Part of a data file
######

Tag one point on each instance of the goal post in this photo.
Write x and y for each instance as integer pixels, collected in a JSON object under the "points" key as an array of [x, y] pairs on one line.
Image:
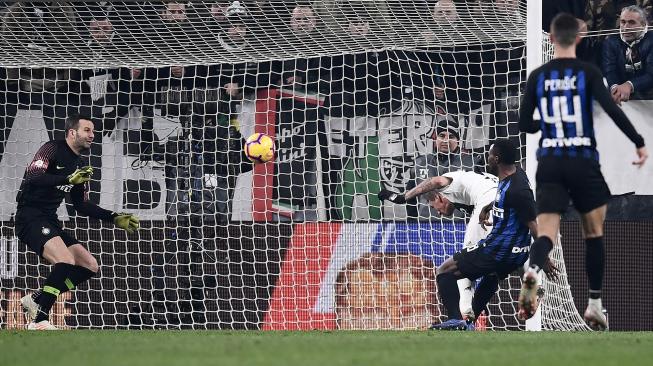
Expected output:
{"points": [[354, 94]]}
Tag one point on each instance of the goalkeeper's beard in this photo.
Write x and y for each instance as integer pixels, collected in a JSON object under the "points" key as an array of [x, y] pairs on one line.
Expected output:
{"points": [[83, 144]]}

######

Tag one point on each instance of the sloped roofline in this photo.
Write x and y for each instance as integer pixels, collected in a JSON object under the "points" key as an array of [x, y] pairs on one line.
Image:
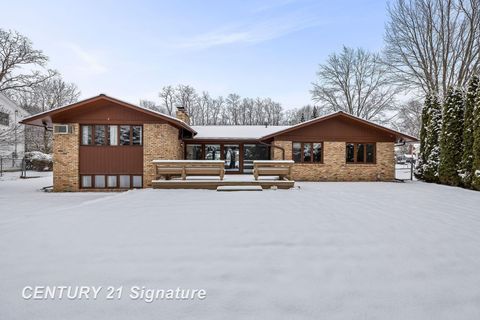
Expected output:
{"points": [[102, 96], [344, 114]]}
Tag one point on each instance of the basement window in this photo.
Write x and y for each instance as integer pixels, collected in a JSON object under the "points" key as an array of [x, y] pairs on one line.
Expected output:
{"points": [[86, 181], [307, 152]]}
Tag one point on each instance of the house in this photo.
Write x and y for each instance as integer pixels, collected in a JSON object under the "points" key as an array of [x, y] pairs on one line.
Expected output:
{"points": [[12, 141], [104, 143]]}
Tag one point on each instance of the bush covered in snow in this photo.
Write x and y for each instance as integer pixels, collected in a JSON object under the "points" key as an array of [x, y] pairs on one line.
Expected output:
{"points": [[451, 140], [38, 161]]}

######

Problem details:
Filter the items above down to every line that contains the string "this", matching case exactly.

Output below:
Tag one point on each instance of the goal post in this photo.
Tag one point on each instance of the goalkeeper's beard in this photo.
Tag one point on each instance of the sloped roofline in this photo.
Tag one point on each instance of the basement window in this photo.
Tag one point on each instance of the house in this photo.
Tag one point on each instance of the bush covered in snow in this photo.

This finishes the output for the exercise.